*** Material provided ***
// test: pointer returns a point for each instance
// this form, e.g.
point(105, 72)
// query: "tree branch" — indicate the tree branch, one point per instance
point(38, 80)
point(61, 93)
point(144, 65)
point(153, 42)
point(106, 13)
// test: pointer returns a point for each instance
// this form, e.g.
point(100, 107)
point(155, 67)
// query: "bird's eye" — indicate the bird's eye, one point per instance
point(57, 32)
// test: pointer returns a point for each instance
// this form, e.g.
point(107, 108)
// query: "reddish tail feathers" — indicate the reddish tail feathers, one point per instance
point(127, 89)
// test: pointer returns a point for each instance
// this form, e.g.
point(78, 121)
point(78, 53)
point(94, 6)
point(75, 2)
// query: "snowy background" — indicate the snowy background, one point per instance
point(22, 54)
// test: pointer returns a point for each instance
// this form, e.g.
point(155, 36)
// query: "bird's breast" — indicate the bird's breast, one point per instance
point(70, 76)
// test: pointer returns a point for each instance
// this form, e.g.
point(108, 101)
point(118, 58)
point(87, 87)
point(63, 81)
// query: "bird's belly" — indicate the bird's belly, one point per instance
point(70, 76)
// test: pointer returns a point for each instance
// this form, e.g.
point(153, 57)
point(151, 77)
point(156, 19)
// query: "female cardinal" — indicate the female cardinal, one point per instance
***
*** Material provided ***
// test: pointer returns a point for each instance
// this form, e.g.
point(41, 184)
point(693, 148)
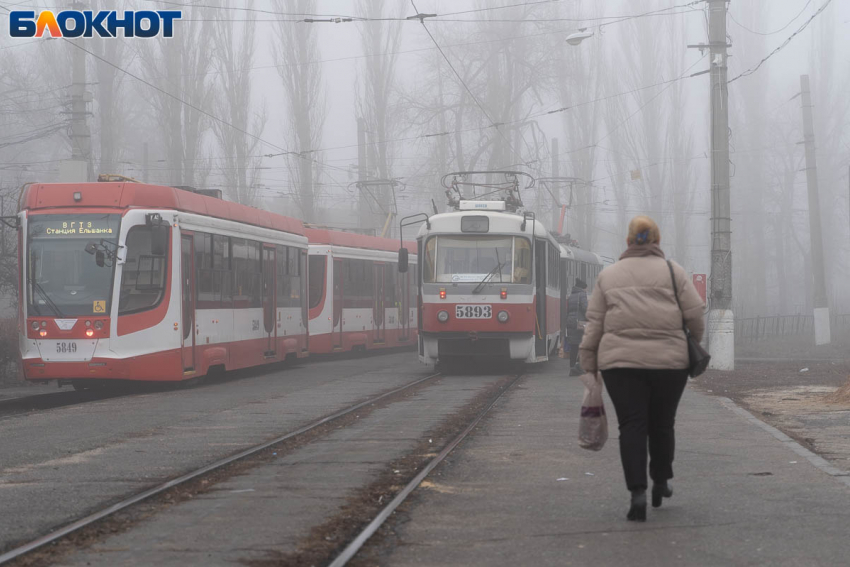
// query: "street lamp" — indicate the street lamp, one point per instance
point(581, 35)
***
*** Material provided ***
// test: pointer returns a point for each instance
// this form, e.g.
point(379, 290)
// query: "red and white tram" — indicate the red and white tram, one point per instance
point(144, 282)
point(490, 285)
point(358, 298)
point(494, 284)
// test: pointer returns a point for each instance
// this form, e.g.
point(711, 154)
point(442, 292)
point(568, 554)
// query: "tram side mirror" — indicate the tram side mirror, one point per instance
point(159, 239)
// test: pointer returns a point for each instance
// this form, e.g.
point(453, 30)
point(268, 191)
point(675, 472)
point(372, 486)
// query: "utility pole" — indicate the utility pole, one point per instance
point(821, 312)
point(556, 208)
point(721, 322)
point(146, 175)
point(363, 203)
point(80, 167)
***
* **Work to be completed**: Please count how many lines of the data above contain the string "bird", treating case as significant, and give only the number.

* **Full answer**: 3